##### Input data #####

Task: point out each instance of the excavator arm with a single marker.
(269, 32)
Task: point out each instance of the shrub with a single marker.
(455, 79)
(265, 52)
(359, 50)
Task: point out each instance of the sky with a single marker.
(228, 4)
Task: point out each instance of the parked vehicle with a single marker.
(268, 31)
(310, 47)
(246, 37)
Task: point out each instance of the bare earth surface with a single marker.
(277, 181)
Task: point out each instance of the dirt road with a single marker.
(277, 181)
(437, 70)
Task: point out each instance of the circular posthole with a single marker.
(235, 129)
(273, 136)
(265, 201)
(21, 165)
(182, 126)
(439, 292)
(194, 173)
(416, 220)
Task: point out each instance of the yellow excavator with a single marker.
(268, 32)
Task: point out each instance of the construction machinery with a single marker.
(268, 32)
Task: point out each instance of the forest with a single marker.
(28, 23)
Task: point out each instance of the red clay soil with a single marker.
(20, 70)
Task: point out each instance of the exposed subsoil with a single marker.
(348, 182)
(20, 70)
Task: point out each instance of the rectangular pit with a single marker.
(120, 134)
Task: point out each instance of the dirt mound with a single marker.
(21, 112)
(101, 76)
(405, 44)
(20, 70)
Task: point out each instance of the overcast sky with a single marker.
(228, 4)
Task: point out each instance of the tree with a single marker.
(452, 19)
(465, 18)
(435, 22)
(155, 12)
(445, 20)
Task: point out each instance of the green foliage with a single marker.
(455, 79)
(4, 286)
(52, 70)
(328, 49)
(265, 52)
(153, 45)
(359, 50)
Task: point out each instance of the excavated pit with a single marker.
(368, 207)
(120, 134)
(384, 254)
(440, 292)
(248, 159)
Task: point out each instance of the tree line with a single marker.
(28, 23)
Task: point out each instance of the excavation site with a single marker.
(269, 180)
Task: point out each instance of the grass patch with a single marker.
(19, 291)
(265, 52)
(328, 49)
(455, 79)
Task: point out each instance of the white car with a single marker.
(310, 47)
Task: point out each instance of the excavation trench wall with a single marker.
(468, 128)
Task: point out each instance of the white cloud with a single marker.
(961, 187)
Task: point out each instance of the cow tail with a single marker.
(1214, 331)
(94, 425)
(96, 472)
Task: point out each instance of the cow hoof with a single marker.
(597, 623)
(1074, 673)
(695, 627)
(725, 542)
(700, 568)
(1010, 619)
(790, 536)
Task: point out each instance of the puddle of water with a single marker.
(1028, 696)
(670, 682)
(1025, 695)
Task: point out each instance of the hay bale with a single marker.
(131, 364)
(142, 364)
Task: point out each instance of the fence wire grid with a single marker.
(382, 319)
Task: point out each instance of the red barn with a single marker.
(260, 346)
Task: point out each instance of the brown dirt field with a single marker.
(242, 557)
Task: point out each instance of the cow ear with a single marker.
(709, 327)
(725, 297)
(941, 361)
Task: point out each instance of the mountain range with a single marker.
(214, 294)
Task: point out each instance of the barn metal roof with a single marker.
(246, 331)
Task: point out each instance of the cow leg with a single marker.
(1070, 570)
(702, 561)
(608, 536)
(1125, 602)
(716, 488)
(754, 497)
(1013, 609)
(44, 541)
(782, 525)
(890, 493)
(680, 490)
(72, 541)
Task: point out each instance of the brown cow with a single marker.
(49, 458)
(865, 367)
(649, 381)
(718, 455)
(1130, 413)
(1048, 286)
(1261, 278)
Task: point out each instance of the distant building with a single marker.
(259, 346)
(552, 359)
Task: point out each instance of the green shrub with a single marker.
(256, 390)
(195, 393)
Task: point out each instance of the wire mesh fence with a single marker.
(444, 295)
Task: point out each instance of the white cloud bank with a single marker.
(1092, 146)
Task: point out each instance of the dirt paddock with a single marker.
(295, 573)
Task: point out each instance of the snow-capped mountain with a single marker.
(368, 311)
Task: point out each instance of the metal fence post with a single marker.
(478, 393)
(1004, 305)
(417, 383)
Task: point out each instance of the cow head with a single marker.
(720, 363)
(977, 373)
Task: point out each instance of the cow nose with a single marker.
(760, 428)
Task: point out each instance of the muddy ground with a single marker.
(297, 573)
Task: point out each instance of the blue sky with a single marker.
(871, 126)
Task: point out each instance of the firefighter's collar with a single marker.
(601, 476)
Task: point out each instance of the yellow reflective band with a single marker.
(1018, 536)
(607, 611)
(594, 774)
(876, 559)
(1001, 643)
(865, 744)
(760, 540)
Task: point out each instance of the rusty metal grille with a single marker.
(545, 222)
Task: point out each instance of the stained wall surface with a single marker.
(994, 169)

#####

**Problem requirements:** Copy all of the material above line for line, without changing anything.

**Response to the exercise:**
Task: point out each instance of the excavator arm with a single marker.
(269, 32)
Task: point out each instance of the shrub with a single marker.
(455, 79)
(265, 52)
(359, 50)
Task: point out each instance of the sky with a single marker.
(228, 4)
Task: point out each instance of the parked vehicle with a single marker.
(268, 31)
(310, 47)
(246, 37)
Task: point out each instance of the bare earth surface with a single marker.
(277, 181)
Task: point out each instance of the dirt road with a single marker.
(277, 181)
(437, 70)
Task: point out each instance of the circular posthole with a single marker.
(235, 129)
(273, 136)
(265, 201)
(21, 165)
(182, 126)
(439, 292)
(194, 173)
(416, 220)
Task: point out each instance of the yellow excavator with a single marker.
(268, 32)
Task: point out each instance of the construction machinery with a single marker.
(268, 32)
Task: point out each instance of the forest with a single marker.
(28, 23)
Task: point out each instance of the red clay soil with a single marker.
(20, 70)
Task: point out each instance of the exposed subsoil with a single marker.
(348, 182)
(20, 70)
Task: point out each instance of the rectangular pit with a single marker.
(120, 134)
Task: point out each instance of the dirt mound with a single marker.
(21, 112)
(101, 76)
(405, 44)
(20, 70)
Task: point out each instance of the overcast sky with a single marker.
(228, 4)
Task: point out each instance of the tree with a single marker.
(452, 19)
(465, 18)
(435, 22)
(155, 12)
(445, 20)
Task: point out each instance of the green foliage with a single marker.
(455, 79)
(4, 286)
(52, 70)
(328, 49)
(265, 52)
(153, 45)
(359, 50)
Task: point out each instance of the excavated pit with a single marker.
(368, 207)
(120, 134)
(384, 254)
(440, 292)
(248, 159)
Task: point out each instance of the tree line with a single marker.
(28, 23)
Task: point out each instance of the excavation site with a single marker.
(269, 180)
Task: point out each instance of the grass patch with a single marker.
(19, 291)
(265, 52)
(328, 49)
(455, 79)
Task: point out each instance of the white car with a single marker.
(310, 47)
Task: point out each instance of the excavation trench wall with a single marker.
(468, 128)
Task: point out each instance of the white cloud with a single marker.
(961, 187)
Task: point out each instance of the cow tail with a single marker.
(1214, 331)
(94, 425)
(96, 472)
Task: point out each instance of the cow hoof with a single marker.
(597, 623)
(1074, 673)
(695, 627)
(725, 542)
(700, 568)
(1010, 619)
(790, 536)
Task: point out each instance of the puddle of water with a single marker.
(1028, 696)
(670, 682)
(1025, 695)
Task: point out each instance of the hay bale with a single marker.
(131, 364)
(142, 364)
Task: point out each instance of the fence wire grid with a single marker.
(382, 319)
Task: point out each instance of the red barn with a single marker.
(260, 346)
Task: point out each instance of the brown dirt field with a single marker.
(242, 557)
Task: point out each instance of the cow ear with a single marker.
(709, 327)
(725, 297)
(941, 361)
Task: point out each instance of the mountain range with a single marker.
(214, 294)
Task: point out each instance of the barn metal roof with a single marker.
(246, 331)
Task: point out each instance of the cow leg with a single marker.
(1070, 570)
(702, 561)
(608, 536)
(1125, 602)
(716, 488)
(754, 497)
(1013, 609)
(44, 541)
(782, 525)
(890, 493)
(680, 490)
(72, 541)
Task: point out each instance of the brown cow with a single marker.
(49, 458)
(865, 367)
(649, 381)
(718, 455)
(1130, 413)
(1048, 286)
(1261, 278)
Task: point out each instance of the distant building with a single marker.
(259, 346)
(552, 359)
Task: point out each instance of the green shrub with a single marker.
(256, 390)
(195, 393)
Task: point out each instance of the wire mesh fence with a single marker.
(444, 295)
Task: point out each instance of the white cloud bank with a single marker.
(1092, 146)
Task: point out each instance of the dirt paddock with a single marker.
(295, 573)
Task: point out each instance of the snow-capped mountain with a single marker.
(368, 311)
Task: point out each instance of the metal fence post with a single marker.
(478, 393)
(1004, 305)
(417, 383)
Task: point out each instance of the cow head with a single marker.
(720, 363)
(977, 373)
Task: point out each instance of the cow nose with a single marker.
(760, 428)
Task: point out each instance of the muddy ground with a single marker.
(297, 573)
Task: point out each instance of the blue sky with a single marker.
(871, 126)
Task: point out each instance of the firefighter's collar with a single marker.
(601, 476)
Task: point out each instance of the yellow reflective band with a single marker.
(1018, 536)
(607, 611)
(594, 774)
(876, 559)
(1001, 643)
(865, 744)
(760, 540)
Task: point out each instance of the rusty metal grille with a single marker.
(545, 222)
Task: point out each instance of the stained wall surface with a single marker.
(994, 169)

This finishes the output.